● **WHAT YOU WILL DO**:
Give back all of the records exactly.
═════ DATA RECORDS
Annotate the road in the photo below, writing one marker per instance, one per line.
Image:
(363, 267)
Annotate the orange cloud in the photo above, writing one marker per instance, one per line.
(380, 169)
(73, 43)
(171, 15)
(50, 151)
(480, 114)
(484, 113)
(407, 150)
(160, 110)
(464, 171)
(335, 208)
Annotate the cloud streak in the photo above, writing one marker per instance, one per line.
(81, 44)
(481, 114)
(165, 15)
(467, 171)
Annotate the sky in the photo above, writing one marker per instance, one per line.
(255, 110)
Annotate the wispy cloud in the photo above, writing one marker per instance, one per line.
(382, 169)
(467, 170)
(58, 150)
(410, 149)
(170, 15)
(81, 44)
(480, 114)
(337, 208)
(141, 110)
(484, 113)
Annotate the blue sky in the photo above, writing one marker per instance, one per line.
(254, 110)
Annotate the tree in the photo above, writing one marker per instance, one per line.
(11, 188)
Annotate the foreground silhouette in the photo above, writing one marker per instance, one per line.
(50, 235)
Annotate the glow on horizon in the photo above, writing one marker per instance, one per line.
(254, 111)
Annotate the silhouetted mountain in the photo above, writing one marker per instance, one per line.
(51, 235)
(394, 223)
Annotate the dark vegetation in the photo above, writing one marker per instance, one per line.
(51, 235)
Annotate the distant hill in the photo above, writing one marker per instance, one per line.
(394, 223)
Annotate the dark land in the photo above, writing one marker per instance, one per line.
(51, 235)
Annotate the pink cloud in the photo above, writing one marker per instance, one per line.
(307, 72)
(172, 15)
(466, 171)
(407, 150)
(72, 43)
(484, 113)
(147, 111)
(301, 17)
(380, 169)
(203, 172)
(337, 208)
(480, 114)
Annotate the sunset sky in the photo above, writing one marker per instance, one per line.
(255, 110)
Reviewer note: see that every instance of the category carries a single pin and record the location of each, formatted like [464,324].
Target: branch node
══════════
● **COMPLETED EXERCISE**:
Annotate the road in the photo below, writing one marker per instance, one per line.
Image:
(363, 267)
Annotate the orange cloud in the photo above, writing one marker per instance, one per line.
(380, 169)
(73, 43)
(171, 15)
(50, 151)
(480, 114)
(484, 113)
(407, 150)
(160, 110)
(464, 171)
(335, 208)
Annotate the cloud streak in the photo above, writing one marker per instance, one per line.
(81, 44)
(481, 114)
(165, 15)
(467, 171)
Annotate the sky in the photo above, writing one marker per instance, one per line.
(255, 110)
Annotate the wispy cloud in the photo above, writing one marker per instance, one per line.
(382, 169)
(467, 170)
(58, 150)
(410, 149)
(170, 15)
(81, 44)
(480, 114)
(337, 208)
(141, 110)
(484, 113)
Annotate the blue sky in the photo above, writing one marker per instance, one per line.
(254, 110)
Annotate the tree in the photo above, writing one marker per instance, one per line.
(11, 188)
Annotate the foreground silhouette in the photo above, writing one marker per instance, one per line.
(50, 235)
Annotate the glow on horizon in the photo above, writing one marker per instance, one per line.
(254, 111)
Annotate the silhouetted mountain in the photo above, writing one marker per instance, one per line.
(51, 235)
(394, 223)
Annotate the dark vegetation in the photo above, writing one marker per instance, one per line.
(51, 235)
Annotate the distant hill in the photo above, writing one marker per instance, one per line.
(394, 223)
Annotate the dark land in the photo above, writing one marker per instance, one per line.
(51, 235)
Annotate the pink cloud in the photo above, writing one marker per instance, one per line.
(307, 72)
(172, 15)
(466, 171)
(407, 150)
(72, 43)
(484, 113)
(147, 111)
(301, 17)
(380, 169)
(203, 172)
(337, 208)
(480, 114)
Annotate the sunset sky in the photo above, writing one marker per instance, one per line.
(255, 110)
Reviewer note: see that every instance of the category carries a single pin and record the location of each, formatted like [464,324].
Target: branch node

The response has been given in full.